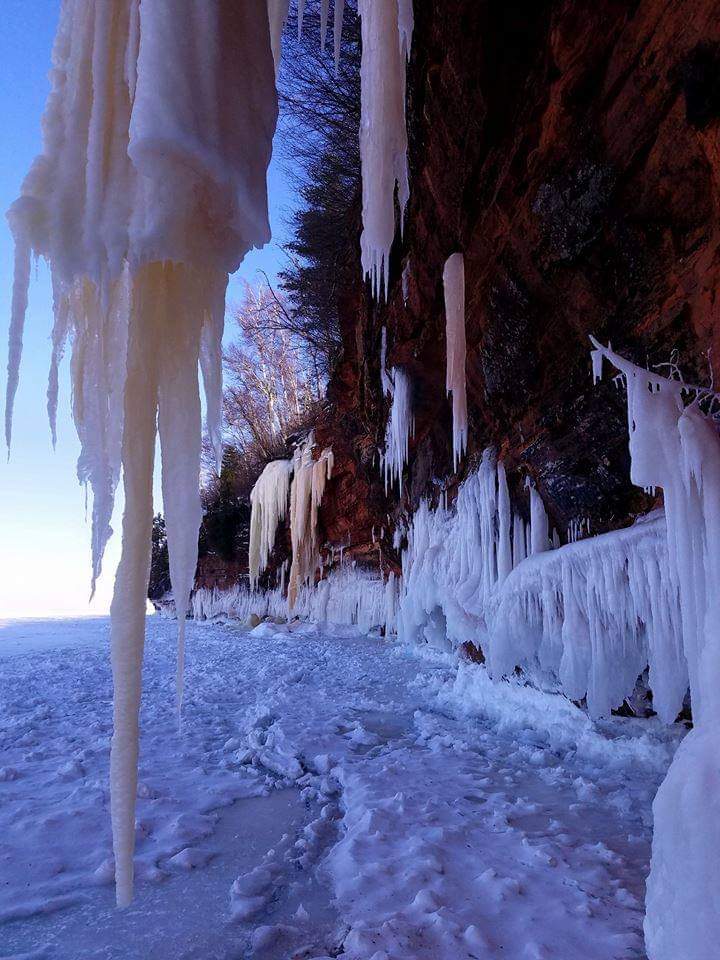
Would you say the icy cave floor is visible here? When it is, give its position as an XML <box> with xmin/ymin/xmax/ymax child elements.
<box><xmin>0</xmin><ymin>618</ymin><xmax>679</xmax><ymax>960</ymax></box>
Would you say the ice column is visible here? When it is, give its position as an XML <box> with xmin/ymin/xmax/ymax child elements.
<box><xmin>288</xmin><ymin>433</ymin><xmax>334</xmax><ymax>610</ymax></box>
<box><xmin>358</xmin><ymin>0</ymin><xmax>413</xmax><ymax>296</ymax></box>
<box><xmin>6</xmin><ymin>0</ymin><xmax>282</xmax><ymax>905</ymax></box>
<box><xmin>443</xmin><ymin>253</ymin><xmax>467</xmax><ymax>470</ymax></box>
<box><xmin>593</xmin><ymin>341</ymin><xmax>720</xmax><ymax>960</ymax></box>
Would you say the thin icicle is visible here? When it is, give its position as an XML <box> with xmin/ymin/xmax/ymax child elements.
<box><xmin>333</xmin><ymin>0</ymin><xmax>345</xmax><ymax>73</ymax></box>
<box><xmin>443</xmin><ymin>253</ymin><xmax>468</xmax><ymax>470</ymax></box>
<box><xmin>398</xmin><ymin>0</ymin><xmax>415</xmax><ymax>60</ymax></box>
<box><xmin>248</xmin><ymin>460</ymin><xmax>294</xmax><ymax>590</ymax></box>
<box><xmin>5</xmin><ymin>227</ymin><xmax>30</xmax><ymax>456</ymax></box>
<box><xmin>381</xmin><ymin>367</ymin><xmax>415</xmax><ymax>493</ymax></box>
<box><xmin>6</xmin><ymin>0</ymin><xmax>282</xmax><ymax>904</ymax></box>
<box><xmin>158</xmin><ymin>263</ymin><xmax>205</xmax><ymax>726</ymax></box>
<box><xmin>529</xmin><ymin>484</ymin><xmax>550</xmax><ymax>555</ymax></box>
<box><xmin>358</xmin><ymin>0</ymin><xmax>410</xmax><ymax>297</ymax></box>
<box><xmin>298</xmin><ymin>0</ymin><xmax>305</xmax><ymax>40</ymax></box>
<box><xmin>110</xmin><ymin>272</ymin><xmax>161</xmax><ymax>907</ymax></box>
<box><xmin>268</xmin><ymin>0</ymin><xmax>290</xmax><ymax>75</ymax></box>
<box><xmin>47</xmin><ymin>274</ymin><xmax>70</xmax><ymax>449</ymax></box>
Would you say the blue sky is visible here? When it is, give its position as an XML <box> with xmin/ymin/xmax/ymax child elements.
<box><xmin>0</xmin><ymin>0</ymin><xmax>292</xmax><ymax>620</ymax></box>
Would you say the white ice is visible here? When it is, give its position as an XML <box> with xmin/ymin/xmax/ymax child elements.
<box><xmin>443</xmin><ymin>253</ymin><xmax>468</xmax><ymax>470</ymax></box>
<box><xmin>358</xmin><ymin>0</ymin><xmax>413</xmax><ymax>296</ymax></box>
<box><xmin>0</xmin><ymin>618</ymin><xmax>677</xmax><ymax>960</ymax></box>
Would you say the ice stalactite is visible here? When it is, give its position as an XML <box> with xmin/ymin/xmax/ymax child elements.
<box><xmin>288</xmin><ymin>433</ymin><xmax>333</xmax><ymax>610</ymax></box>
<box><xmin>381</xmin><ymin>368</ymin><xmax>415</xmax><ymax>493</ymax></box>
<box><xmin>6</xmin><ymin>0</ymin><xmax>282</xmax><ymax>905</ymax></box>
<box><xmin>249</xmin><ymin>460</ymin><xmax>293</xmax><ymax>590</ymax></box>
<box><xmin>397</xmin><ymin>450</ymin><xmax>688</xmax><ymax>723</ymax></box>
<box><xmin>268</xmin><ymin>0</ymin><xmax>290</xmax><ymax>73</ymax></box>
<box><xmin>397</xmin><ymin>450</ymin><xmax>525</xmax><ymax>649</ymax></box>
<box><xmin>443</xmin><ymin>253</ymin><xmax>467</xmax><ymax>470</ymax></box>
<box><xmin>528</xmin><ymin>483</ymin><xmax>550</xmax><ymax>555</ymax></box>
<box><xmin>358</xmin><ymin>0</ymin><xmax>413</xmax><ymax>296</ymax></box>
<box><xmin>585</xmin><ymin>341</ymin><xmax>720</xmax><ymax>960</ymax></box>
<box><xmin>333</xmin><ymin>0</ymin><xmax>345</xmax><ymax>73</ymax></box>
<box><xmin>487</xmin><ymin>516</ymin><xmax>687</xmax><ymax>723</ymax></box>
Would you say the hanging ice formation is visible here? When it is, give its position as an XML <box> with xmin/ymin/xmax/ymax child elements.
<box><xmin>593</xmin><ymin>341</ymin><xmax>720</xmax><ymax>960</ymax></box>
<box><xmin>358</xmin><ymin>0</ymin><xmax>413</xmax><ymax>296</ymax></box>
<box><xmin>381</xmin><ymin>364</ymin><xmax>415</xmax><ymax>493</ymax></box>
<box><xmin>288</xmin><ymin>433</ymin><xmax>334</xmax><ymax>610</ymax></box>
<box><xmin>249</xmin><ymin>460</ymin><xmax>293</xmax><ymax>590</ymax></box>
<box><xmin>443</xmin><ymin>253</ymin><xmax>467</xmax><ymax>470</ymax></box>
<box><xmin>6</xmin><ymin>0</ymin><xmax>277</xmax><ymax>905</ymax></box>
<box><xmin>397</xmin><ymin>450</ymin><xmax>540</xmax><ymax>649</ymax></box>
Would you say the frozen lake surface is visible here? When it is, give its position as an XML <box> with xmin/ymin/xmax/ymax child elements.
<box><xmin>0</xmin><ymin>618</ymin><xmax>678</xmax><ymax>960</ymax></box>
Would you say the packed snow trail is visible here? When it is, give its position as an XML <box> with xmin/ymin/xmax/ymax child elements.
<box><xmin>0</xmin><ymin>618</ymin><xmax>679</xmax><ymax>960</ymax></box>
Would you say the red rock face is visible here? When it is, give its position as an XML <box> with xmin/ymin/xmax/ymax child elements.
<box><xmin>322</xmin><ymin>0</ymin><xmax>720</xmax><ymax>562</ymax></box>
<box><xmin>194</xmin><ymin>0</ymin><xmax>720</xmax><ymax>585</ymax></box>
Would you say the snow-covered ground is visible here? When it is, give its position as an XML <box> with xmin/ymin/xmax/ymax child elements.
<box><xmin>0</xmin><ymin>618</ymin><xmax>679</xmax><ymax>960</ymax></box>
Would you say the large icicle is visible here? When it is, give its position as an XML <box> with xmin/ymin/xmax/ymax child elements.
<box><xmin>593</xmin><ymin>341</ymin><xmax>720</xmax><ymax>960</ymax></box>
<box><xmin>382</xmin><ymin>364</ymin><xmax>415</xmax><ymax>493</ymax></box>
<box><xmin>6</xmin><ymin>0</ymin><xmax>283</xmax><ymax>904</ymax></box>
<box><xmin>110</xmin><ymin>266</ymin><xmax>161</xmax><ymax>907</ymax></box>
<box><xmin>249</xmin><ymin>460</ymin><xmax>293</xmax><ymax>590</ymax></box>
<box><xmin>443</xmin><ymin>253</ymin><xmax>467</xmax><ymax>470</ymax></box>
<box><xmin>358</xmin><ymin>0</ymin><xmax>412</xmax><ymax>296</ymax></box>
<box><xmin>288</xmin><ymin>433</ymin><xmax>334</xmax><ymax>610</ymax></box>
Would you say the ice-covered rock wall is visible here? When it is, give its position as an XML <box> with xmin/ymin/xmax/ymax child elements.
<box><xmin>192</xmin><ymin>568</ymin><xmax>396</xmax><ymax>631</ymax></box>
<box><xmin>593</xmin><ymin>341</ymin><xmax>720</xmax><ymax>960</ymax></box>
<box><xmin>398</xmin><ymin>452</ymin><xmax>688</xmax><ymax>723</ymax></box>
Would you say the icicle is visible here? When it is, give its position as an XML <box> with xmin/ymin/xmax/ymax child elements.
<box><xmin>47</xmin><ymin>278</ymin><xmax>70</xmax><ymax>449</ymax></box>
<box><xmin>298</xmin><ymin>0</ymin><xmax>305</xmax><ymax>40</ymax></box>
<box><xmin>529</xmin><ymin>484</ymin><xmax>550</xmax><ymax>555</ymax></box>
<box><xmin>443</xmin><ymin>253</ymin><xmax>467</xmax><ymax>470</ymax></box>
<box><xmin>320</xmin><ymin>0</ymin><xmax>330</xmax><ymax>53</ymax></box>
<box><xmin>288</xmin><ymin>433</ymin><xmax>333</xmax><ymax>611</ymax></box>
<box><xmin>513</xmin><ymin>513</ymin><xmax>527</xmax><ymax>569</ymax></box>
<box><xmin>497</xmin><ymin>460</ymin><xmax>513</xmax><ymax>583</ymax></box>
<box><xmin>398</xmin><ymin>0</ymin><xmax>415</xmax><ymax>60</ymax></box>
<box><xmin>380</xmin><ymin>327</ymin><xmax>393</xmax><ymax>397</ymax></box>
<box><xmin>249</xmin><ymin>460</ymin><xmax>293</xmax><ymax>590</ymax></box>
<box><xmin>5</xmin><ymin>216</ymin><xmax>30</xmax><ymax>448</ymax></box>
<box><xmin>6</xmin><ymin>0</ymin><xmax>277</xmax><ymax>904</ymax></box>
<box><xmin>333</xmin><ymin>0</ymin><xmax>345</xmax><ymax>73</ymax></box>
<box><xmin>400</xmin><ymin>260</ymin><xmax>411</xmax><ymax>306</ymax></box>
<box><xmin>110</xmin><ymin>270</ymin><xmax>161</xmax><ymax>907</ymax></box>
<box><xmin>584</xmin><ymin>340</ymin><xmax>720</xmax><ymax>960</ymax></box>
<box><xmin>358</xmin><ymin>0</ymin><xmax>411</xmax><ymax>297</ymax></box>
<box><xmin>381</xmin><ymin>367</ymin><xmax>415</xmax><ymax>493</ymax></box>
<box><xmin>268</xmin><ymin>0</ymin><xmax>290</xmax><ymax>76</ymax></box>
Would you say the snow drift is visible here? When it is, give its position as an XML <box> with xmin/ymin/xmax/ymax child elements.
<box><xmin>6</xmin><ymin>0</ymin><xmax>277</xmax><ymax>905</ymax></box>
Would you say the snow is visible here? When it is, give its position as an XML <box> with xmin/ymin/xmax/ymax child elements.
<box><xmin>6</xmin><ymin>0</ymin><xmax>282</xmax><ymax>904</ymax></box>
<box><xmin>0</xmin><ymin>618</ymin><xmax>688</xmax><ymax>960</ymax></box>
<box><xmin>358</xmin><ymin>0</ymin><xmax>412</xmax><ymax>297</ymax></box>
<box><xmin>593</xmin><ymin>341</ymin><xmax>720</xmax><ymax>960</ymax></box>
<box><xmin>443</xmin><ymin>253</ymin><xmax>468</xmax><ymax>470</ymax></box>
<box><xmin>381</xmin><ymin>364</ymin><xmax>415</xmax><ymax>493</ymax></box>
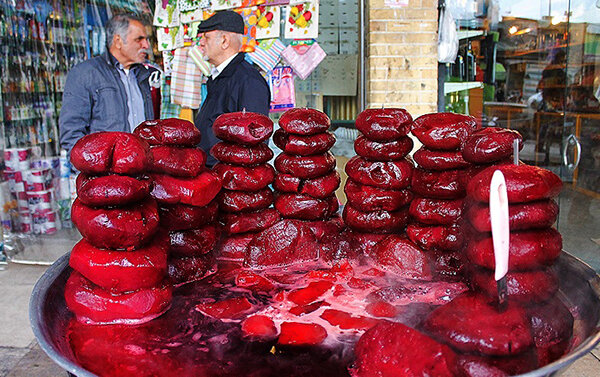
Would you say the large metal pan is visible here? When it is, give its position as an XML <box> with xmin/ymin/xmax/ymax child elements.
<box><xmin>29</xmin><ymin>253</ymin><xmax>600</xmax><ymax>377</ymax></box>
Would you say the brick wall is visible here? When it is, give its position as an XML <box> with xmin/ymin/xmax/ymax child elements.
<box><xmin>366</xmin><ymin>0</ymin><xmax>438</xmax><ymax>117</ymax></box>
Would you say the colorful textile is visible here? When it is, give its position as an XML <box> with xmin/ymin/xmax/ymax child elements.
<box><xmin>171</xmin><ymin>47</ymin><xmax>202</xmax><ymax>109</ymax></box>
<box><xmin>160</xmin><ymin>75</ymin><xmax>181</xmax><ymax>119</ymax></box>
<box><xmin>281</xmin><ymin>42</ymin><xmax>327</xmax><ymax>80</ymax></box>
<box><xmin>248</xmin><ymin>39</ymin><xmax>285</xmax><ymax>72</ymax></box>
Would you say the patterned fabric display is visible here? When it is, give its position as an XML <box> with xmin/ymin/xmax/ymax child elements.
<box><xmin>171</xmin><ymin>47</ymin><xmax>202</xmax><ymax>109</ymax></box>
<box><xmin>188</xmin><ymin>46</ymin><xmax>216</xmax><ymax>76</ymax></box>
<box><xmin>160</xmin><ymin>75</ymin><xmax>181</xmax><ymax>119</ymax></box>
<box><xmin>249</xmin><ymin>39</ymin><xmax>285</xmax><ymax>72</ymax></box>
<box><xmin>281</xmin><ymin>42</ymin><xmax>327</xmax><ymax>80</ymax></box>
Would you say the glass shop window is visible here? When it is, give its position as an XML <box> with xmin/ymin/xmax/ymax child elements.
<box><xmin>440</xmin><ymin>0</ymin><xmax>600</xmax><ymax>270</ymax></box>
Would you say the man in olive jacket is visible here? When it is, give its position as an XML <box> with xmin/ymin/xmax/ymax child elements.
<box><xmin>58</xmin><ymin>15</ymin><xmax>155</xmax><ymax>153</ymax></box>
<box><xmin>194</xmin><ymin>11</ymin><xmax>271</xmax><ymax>166</ymax></box>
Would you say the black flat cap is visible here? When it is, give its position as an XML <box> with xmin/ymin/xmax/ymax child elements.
<box><xmin>198</xmin><ymin>10</ymin><xmax>244</xmax><ymax>34</ymax></box>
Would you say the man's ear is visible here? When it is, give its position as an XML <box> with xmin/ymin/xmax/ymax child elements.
<box><xmin>113</xmin><ymin>34</ymin><xmax>123</xmax><ymax>49</ymax></box>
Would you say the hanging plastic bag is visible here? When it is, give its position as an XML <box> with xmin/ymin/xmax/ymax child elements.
<box><xmin>438</xmin><ymin>8</ymin><xmax>458</xmax><ymax>63</ymax></box>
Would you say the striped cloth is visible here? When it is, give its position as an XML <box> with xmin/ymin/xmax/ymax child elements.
<box><xmin>160</xmin><ymin>75</ymin><xmax>181</xmax><ymax>119</ymax></box>
<box><xmin>188</xmin><ymin>46</ymin><xmax>211</xmax><ymax>76</ymax></box>
<box><xmin>171</xmin><ymin>47</ymin><xmax>202</xmax><ymax>109</ymax></box>
<box><xmin>248</xmin><ymin>38</ymin><xmax>285</xmax><ymax>72</ymax></box>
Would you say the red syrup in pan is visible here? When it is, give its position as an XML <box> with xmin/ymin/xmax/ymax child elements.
<box><xmin>68</xmin><ymin>261</ymin><xmax>548</xmax><ymax>377</ymax></box>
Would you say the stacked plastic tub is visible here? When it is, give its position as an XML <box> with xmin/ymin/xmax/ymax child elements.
<box><xmin>134</xmin><ymin>118</ymin><xmax>221</xmax><ymax>284</ymax></box>
<box><xmin>342</xmin><ymin>108</ymin><xmax>413</xmax><ymax>255</ymax></box>
<box><xmin>211</xmin><ymin>112</ymin><xmax>280</xmax><ymax>261</ymax></box>
<box><xmin>273</xmin><ymin>108</ymin><xmax>340</xmax><ymax>239</ymax></box>
<box><xmin>65</xmin><ymin>132</ymin><xmax>172</xmax><ymax>324</ymax></box>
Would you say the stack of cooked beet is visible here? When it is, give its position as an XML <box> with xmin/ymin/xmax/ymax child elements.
<box><xmin>65</xmin><ymin>132</ymin><xmax>172</xmax><ymax>324</ymax></box>
<box><xmin>466</xmin><ymin>164</ymin><xmax>573</xmax><ymax>364</ymax></box>
<box><xmin>273</xmin><ymin>108</ymin><xmax>340</xmax><ymax>229</ymax></box>
<box><xmin>342</xmin><ymin>108</ymin><xmax>413</xmax><ymax>254</ymax></box>
<box><xmin>406</xmin><ymin>113</ymin><xmax>477</xmax><ymax>274</ymax></box>
<box><xmin>134</xmin><ymin>118</ymin><xmax>221</xmax><ymax>284</ymax></box>
<box><xmin>211</xmin><ymin>111</ymin><xmax>280</xmax><ymax>260</ymax></box>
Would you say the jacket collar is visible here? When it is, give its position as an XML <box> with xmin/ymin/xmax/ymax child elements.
<box><xmin>217</xmin><ymin>52</ymin><xmax>246</xmax><ymax>79</ymax></box>
<box><xmin>103</xmin><ymin>49</ymin><xmax>152</xmax><ymax>81</ymax></box>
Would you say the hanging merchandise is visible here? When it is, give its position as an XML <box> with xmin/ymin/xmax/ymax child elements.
<box><xmin>152</xmin><ymin>0</ymin><xmax>180</xmax><ymax>27</ymax></box>
<box><xmin>240</xmin><ymin>0</ymin><xmax>266</xmax><ymax>8</ymax></box>
<box><xmin>171</xmin><ymin>47</ymin><xmax>202</xmax><ymax>109</ymax></box>
<box><xmin>268</xmin><ymin>67</ymin><xmax>296</xmax><ymax>112</ymax></box>
<box><xmin>256</xmin><ymin>5</ymin><xmax>281</xmax><ymax>39</ymax></box>
<box><xmin>248</xmin><ymin>39</ymin><xmax>285</xmax><ymax>72</ymax></box>
<box><xmin>285</xmin><ymin>1</ymin><xmax>319</xmax><ymax>39</ymax></box>
<box><xmin>234</xmin><ymin>7</ymin><xmax>258</xmax><ymax>52</ymax></box>
<box><xmin>156</xmin><ymin>26</ymin><xmax>184</xmax><ymax>51</ymax></box>
<box><xmin>188</xmin><ymin>46</ymin><xmax>212</xmax><ymax>76</ymax></box>
<box><xmin>438</xmin><ymin>7</ymin><xmax>458</xmax><ymax>63</ymax></box>
<box><xmin>162</xmin><ymin>50</ymin><xmax>175</xmax><ymax>76</ymax></box>
<box><xmin>160</xmin><ymin>75</ymin><xmax>181</xmax><ymax>119</ymax></box>
<box><xmin>211</xmin><ymin>0</ymin><xmax>242</xmax><ymax>12</ymax></box>
<box><xmin>281</xmin><ymin>41</ymin><xmax>327</xmax><ymax>80</ymax></box>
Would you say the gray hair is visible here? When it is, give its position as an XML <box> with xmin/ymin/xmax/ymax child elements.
<box><xmin>106</xmin><ymin>13</ymin><xmax>144</xmax><ymax>48</ymax></box>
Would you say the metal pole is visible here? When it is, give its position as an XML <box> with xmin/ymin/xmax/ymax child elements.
<box><xmin>358</xmin><ymin>0</ymin><xmax>367</xmax><ymax>112</ymax></box>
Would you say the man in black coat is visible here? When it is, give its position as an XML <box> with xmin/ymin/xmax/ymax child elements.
<box><xmin>194</xmin><ymin>11</ymin><xmax>271</xmax><ymax>166</ymax></box>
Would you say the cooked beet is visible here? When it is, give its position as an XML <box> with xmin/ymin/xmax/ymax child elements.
<box><xmin>471</xmin><ymin>268</ymin><xmax>558</xmax><ymax>304</ymax></box>
<box><xmin>71</xmin><ymin>132</ymin><xmax>150</xmax><ymax>175</ymax></box>
<box><xmin>244</xmin><ymin>220</ymin><xmax>319</xmax><ymax>268</ymax></box>
<box><xmin>372</xmin><ymin>234</ymin><xmax>431</xmax><ymax>280</ymax></box>
<box><xmin>527</xmin><ymin>297</ymin><xmax>574</xmax><ymax>365</ymax></box>
<box><xmin>275</xmin><ymin>194</ymin><xmax>339</xmax><ymax>220</ymax></box>
<box><xmin>169</xmin><ymin>224</ymin><xmax>221</xmax><ymax>257</ymax></box>
<box><xmin>345</xmin><ymin>156</ymin><xmax>413</xmax><ymax>190</ymax></box>
<box><xmin>217</xmin><ymin>187</ymin><xmax>273</xmax><ymax>212</ymax></box>
<box><xmin>71</xmin><ymin>199</ymin><xmax>158</xmax><ymax>249</ymax></box>
<box><xmin>76</xmin><ymin>173</ymin><xmax>151</xmax><ymax>207</ymax></box>
<box><xmin>344</xmin><ymin>178</ymin><xmax>413</xmax><ymax>212</ymax></box>
<box><xmin>279</xmin><ymin>108</ymin><xmax>331</xmax><ymax>135</ymax></box>
<box><xmin>406</xmin><ymin>224</ymin><xmax>465</xmax><ymax>251</ymax></box>
<box><xmin>168</xmin><ymin>253</ymin><xmax>216</xmax><ymax>285</ymax></box>
<box><xmin>210</xmin><ymin>141</ymin><xmax>273</xmax><ymax>165</ymax></box>
<box><xmin>133</xmin><ymin>118</ymin><xmax>202</xmax><ymax>147</ymax></box>
<box><xmin>65</xmin><ymin>271</ymin><xmax>172</xmax><ymax>325</ymax></box>
<box><xmin>356</xmin><ymin>108</ymin><xmax>412</xmax><ymax>142</ymax></box>
<box><xmin>467</xmin><ymin>200</ymin><xmax>558</xmax><ymax>232</ymax></box>
<box><xmin>465</xmin><ymin>228</ymin><xmax>562</xmax><ymax>271</ymax></box>
<box><xmin>409</xmin><ymin>198</ymin><xmax>465</xmax><ymax>225</ymax></box>
<box><xmin>158</xmin><ymin>201</ymin><xmax>219</xmax><ymax>230</ymax></box>
<box><xmin>273</xmin><ymin>170</ymin><xmax>341</xmax><ymax>199</ymax></box>
<box><xmin>424</xmin><ymin>292</ymin><xmax>533</xmax><ymax>356</ymax></box>
<box><xmin>212</xmin><ymin>111</ymin><xmax>273</xmax><ymax>145</ymax></box>
<box><xmin>213</xmin><ymin>163</ymin><xmax>275</xmax><ymax>191</ymax></box>
<box><xmin>275</xmin><ymin>152</ymin><xmax>335</xmax><ymax>179</ymax></box>
<box><xmin>342</xmin><ymin>204</ymin><xmax>408</xmax><ymax>233</ymax></box>
<box><xmin>413</xmin><ymin>147</ymin><xmax>470</xmax><ymax>170</ymax></box>
<box><xmin>148</xmin><ymin>145</ymin><xmax>206</xmax><ymax>177</ymax></box>
<box><xmin>412</xmin><ymin>113</ymin><xmax>477</xmax><ymax>151</ymax></box>
<box><xmin>351</xmin><ymin>321</ymin><xmax>457</xmax><ymax>377</ymax></box>
<box><xmin>273</xmin><ymin>128</ymin><xmax>335</xmax><ymax>156</ymax></box>
<box><xmin>223</xmin><ymin>208</ymin><xmax>281</xmax><ymax>234</ymax></box>
<box><xmin>216</xmin><ymin>233</ymin><xmax>257</xmax><ymax>261</ymax></box>
<box><xmin>150</xmin><ymin>171</ymin><xmax>221</xmax><ymax>207</ymax></box>
<box><xmin>462</xmin><ymin>127</ymin><xmax>523</xmax><ymax>164</ymax></box>
<box><xmin>69</xmin><ymin>238</ymin><xmax>167</xmax><ymax>293</ymax></box>
<box><xmin>467</xmin><ymin>165</ymin><xmax>562</xmax><ymax>203</ymax></box>
<box><xmin>411</xmin><ymin>168</ymin><xmax>466</xmax><ymax>199</ymax></box>
<box><xmin>354</xmin><ymin>135</ymin><xmax>414</xmax><ymax>161</ymax></box>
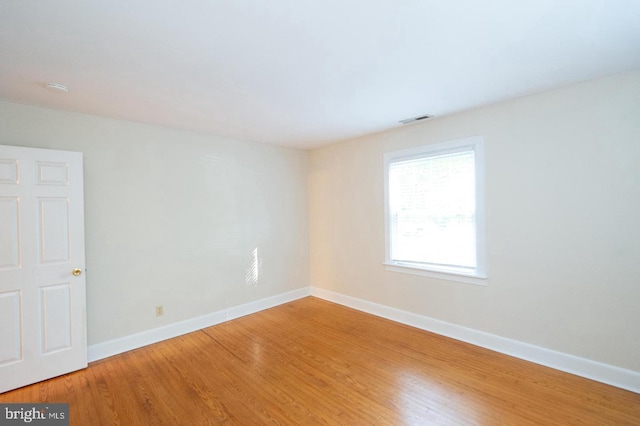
•••
### What is required
Pick out each line of the records that contains the string "large", treating uppercase and lowercase as different, and copy those lines in full.

### Full answer
Would you say the large icicle is visible here? When it is, give its position as an XML <box> with xmin/ymin/xmax/ymax child elements.
Would you say the large metal pan is visible here? When it is, give its position as an XML <box> with xmin/ymin/xmax/ymax child elements.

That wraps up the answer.